But let's not make a big deal out of it. Since soccer was invented, America has always been a natural title contender, competing as they are now or perhaps sometimes with less effectiveness. The true challenge for America begins when the starting whistle blows in the quarterfinals, not during match week seven, 10, 13 or 17.
The mediocrity of teams on par with America in terms of media coverage and fan base -- and here we must include Chivas, Cruz Azul and Pumas -- doesn't help very much, but that doesn't mean that other teams like Toluca, Tigres or Monterrey, which have demonstrated certain bravery and ability during the tournament, can't pose a threat for America.
The tournaments in Mexico, as opposed to those in South America and Europe, are rarely conquered from beginning to end. We've even invented a stigma, a "curse" that says the regular-season leader doesn't win the title.
And if America desires a challenge, there will surely be opponents. Any one of them -- Jose Cardozo's squad at Toluca, Tuca Ferretti's Tigres, Carlos Barra's Monterrey or even Tomas Boy's Atlas -- could, in an all or nothing match, be the hero of the day. And if not them, it may very well be America who assumes the role of the "big club" that always succeeds in imposing their style of play in the end: the famous and oft-invincible "FC Hot and Cold."
○ ○ ○ ○ ○
*Given task 1*:
Rewrite the soccer commentary starting at "But let's not" and ending at "10, 13 or 17.", substituting "opening whistle" for "starting whistle".

*Available records*:
○ ○ ○ ○ ○
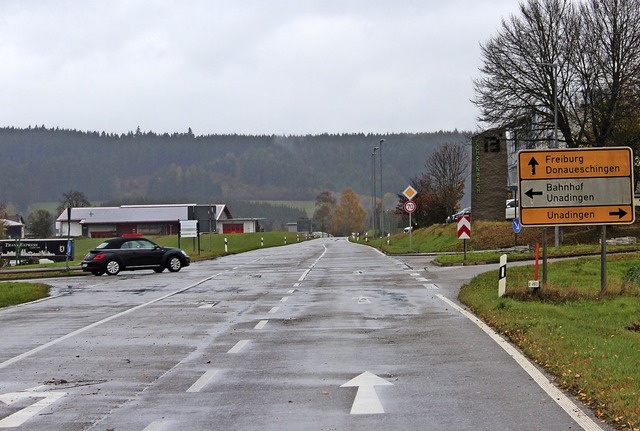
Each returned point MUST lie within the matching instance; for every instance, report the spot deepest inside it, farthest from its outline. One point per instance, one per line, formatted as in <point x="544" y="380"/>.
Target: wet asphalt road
<point x="268" y="340"/>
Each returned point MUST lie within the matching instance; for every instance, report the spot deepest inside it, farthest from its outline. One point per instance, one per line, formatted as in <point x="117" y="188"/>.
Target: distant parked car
<point x="129" y="254"/>
<point x="454" y="217"/>
<point x="511" y="209"/>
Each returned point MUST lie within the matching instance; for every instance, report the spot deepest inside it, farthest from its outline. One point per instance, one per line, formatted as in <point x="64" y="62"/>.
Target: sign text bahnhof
○ ○ ○ ○ ○
*Given task 2*:
Output every line of the records below the soccer commentary verbatim, and omit the pictures from your answer.

*Problem solution 1*:
But let's not make a big deal out of it. Since soccer was invented, America has always been a natural title contender, competing as they are now or perhaps sometimes with less effectiveness. The true challenge for America begins when the opening whistle blows in the quarterfinals, not during match week seven, 10, 13 or 17.

*Problem solution 2*:
Each returned point MUST lie within the matching instance; for every instance, report the spot deepest inside it, farthest from its outline. One point per instance, one per line, formatted as in <point x="544" y="380"/>.
Target: wet asphalt road
<point x="268" y="340"/>
Each returned point MUST lie within the matching instance; for every instance, report the spot deepest inside it, farthest from its outline. One point per instance, one per line, formatted as in <point x="117" y="188"/>.
Target: distant parked car
<point x="129" y="254"/>
<point x="454" y="217"/>
<point x="511" y="209"/>
Each returned point MUST lie within the matching instance; for every instance, report the spot deepest inside it, farthest from its outline. One point per instance, one per line, formatted as in <point x="64" y="62"/>.
Target: sign text bahnhof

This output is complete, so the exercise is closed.